More benchmark refactoring, more benchmarks. #337

scotts · 2024-11-05T21:10:33Z

This PR makes the following changes:

Renames the existing Decord decoder kind to DecordAccurate. This is because the API calls use accurate seeking.
Adds a new Decord decoder kind, DecordAccurateBatch. This uses the batch APIs. We believe this is an accurate API.
Adds a Decord benchmark kind to the README graph.
Renames the existing TorchCodecCore decoder kind to TorchCodecCoreNonBatch.
Adds the decoder kind TorchCodecCore - while it has the same name as a previous decoder kind, it's using the best core API for each scenario. We can directly compare it to TorchCodecPublic. Any systematic difference is likely caused by the logic in VideoDecoder itself.
Removes all of the fine-grained calls to timeit inside of the experiments. If we want that data, we should create separate experiments for it. In general, if we are going to do something N iterations, and then time how long the N iterators take, we can't also time each N iteration. We don't want the cost of the fine-grained timers to add to the overall time. If we want fine-grained timers, we can't time the batch. And if we time the batch, we can't do fine-grained timers.
Refactors benchmark_decoders.py so that we have a registry of decoder kinds, and we access that registry to know what to run. This eliminates a lot of the bespoke logic. Adding new decoder kinds is now easy: just make a new entry to the registry, and the rest of the code works. As a bonus, this unifies specifying and adding options for decoder kinds.

The following results were run with:

python benchmarks/decoders/benchmark_decoders.py --bm_video_speed_min_run_seconds=20

These are four different calls of the above:

[--------- video=/home/scottas/github/torchcodec/benchmarks/decoders/../../test/resources/nasa_13013.mp4 h264 480x270, 13.013s 29.97002997002997fps ---------]
                                         |  uniform 10 seek()+next()  |  random 10 seek()+next()  |  1 next()  |  10 next()  |  100 next()  |  create()+next()

....

→ **PROBLEMS TO SOLVE**
1/ In the benchmark pull request, what is the existing Decord decoder kind renamed to?
2/ Condense the paragraph of the benchmark pull request that begins "Removes all of the fine-grained calls" into a short bulleted list that keeps its main facts.
3/ From the benchmark pull request, write out the text from "This PR makes" up to and including "in VideoDecoder itself.", swapping "TorchCodecPublic" for "TorchCodecAPI".

→ **GIVEN RECORDS**
....

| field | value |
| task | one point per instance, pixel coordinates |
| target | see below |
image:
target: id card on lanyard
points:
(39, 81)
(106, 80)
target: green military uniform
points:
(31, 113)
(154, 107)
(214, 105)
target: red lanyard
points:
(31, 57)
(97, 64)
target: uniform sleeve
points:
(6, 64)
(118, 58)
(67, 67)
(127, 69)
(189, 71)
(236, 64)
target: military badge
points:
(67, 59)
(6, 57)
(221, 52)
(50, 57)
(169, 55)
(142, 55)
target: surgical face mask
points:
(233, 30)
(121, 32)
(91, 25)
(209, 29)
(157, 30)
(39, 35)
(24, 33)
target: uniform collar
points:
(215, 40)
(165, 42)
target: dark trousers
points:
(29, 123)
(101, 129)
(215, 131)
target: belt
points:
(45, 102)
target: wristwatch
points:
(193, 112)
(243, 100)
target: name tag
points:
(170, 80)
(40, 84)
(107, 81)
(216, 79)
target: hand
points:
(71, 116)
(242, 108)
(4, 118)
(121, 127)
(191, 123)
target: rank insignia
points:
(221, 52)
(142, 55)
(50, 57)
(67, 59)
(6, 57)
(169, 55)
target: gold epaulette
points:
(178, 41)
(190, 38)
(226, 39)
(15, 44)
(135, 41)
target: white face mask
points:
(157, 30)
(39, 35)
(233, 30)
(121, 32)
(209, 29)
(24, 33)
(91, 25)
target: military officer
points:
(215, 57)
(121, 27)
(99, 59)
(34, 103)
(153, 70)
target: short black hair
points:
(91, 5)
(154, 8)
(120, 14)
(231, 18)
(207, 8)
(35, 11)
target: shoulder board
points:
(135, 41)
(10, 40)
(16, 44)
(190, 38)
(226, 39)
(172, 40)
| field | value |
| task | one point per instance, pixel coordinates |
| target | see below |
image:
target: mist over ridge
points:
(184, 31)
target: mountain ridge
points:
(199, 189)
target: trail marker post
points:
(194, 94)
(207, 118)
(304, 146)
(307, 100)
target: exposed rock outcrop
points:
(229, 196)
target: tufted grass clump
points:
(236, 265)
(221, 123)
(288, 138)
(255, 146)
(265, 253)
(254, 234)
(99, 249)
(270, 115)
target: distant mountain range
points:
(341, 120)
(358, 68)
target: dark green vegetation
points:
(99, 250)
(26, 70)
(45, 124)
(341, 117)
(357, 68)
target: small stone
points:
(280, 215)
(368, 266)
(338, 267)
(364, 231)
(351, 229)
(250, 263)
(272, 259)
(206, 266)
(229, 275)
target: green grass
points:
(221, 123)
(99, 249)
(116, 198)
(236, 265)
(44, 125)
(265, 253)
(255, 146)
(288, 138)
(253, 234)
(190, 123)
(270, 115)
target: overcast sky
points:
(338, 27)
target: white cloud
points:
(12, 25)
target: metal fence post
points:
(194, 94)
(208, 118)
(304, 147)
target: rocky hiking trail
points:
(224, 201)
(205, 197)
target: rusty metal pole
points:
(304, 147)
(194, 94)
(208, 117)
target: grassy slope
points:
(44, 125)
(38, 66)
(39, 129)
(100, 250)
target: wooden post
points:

....

→ **FINAL RESULTS**
1/ DecordAccurate

2/
- All fine-grained timeit calls inside the experiments are removed.
- If that data is wanted, separate experiments should be created for it.
- When N iterations are timed together, each iteration can't also be timed individually.
- The cost of fine-grained timers shouldn't be added to the overall time.
- Timing the batch and using fine-grained timers are mutually exclusive.

3/
This PR makes the following changes:

Renames the existing Decord decoder kind to DecordAccurate. This is because the API calls use accurate seeking.
Adds a new Decord decoder kind, DecordAccurateBatch. This uses the batch APIs. We believe this is an accurate API.
Adds a Decord benchmark kind to the README graph.
Renames the existing TorchCodecCore decoder kind to TorchCodecCoreNonBatch.
Adds the decoder kind TorchCodecCore - while it has the same name as a previous decoder kind, it's using the best core API for each scenario. We can directly compare it to TorchCodecAPI. Any systematic difference is likely caused by the logic in VideoDecoder itself.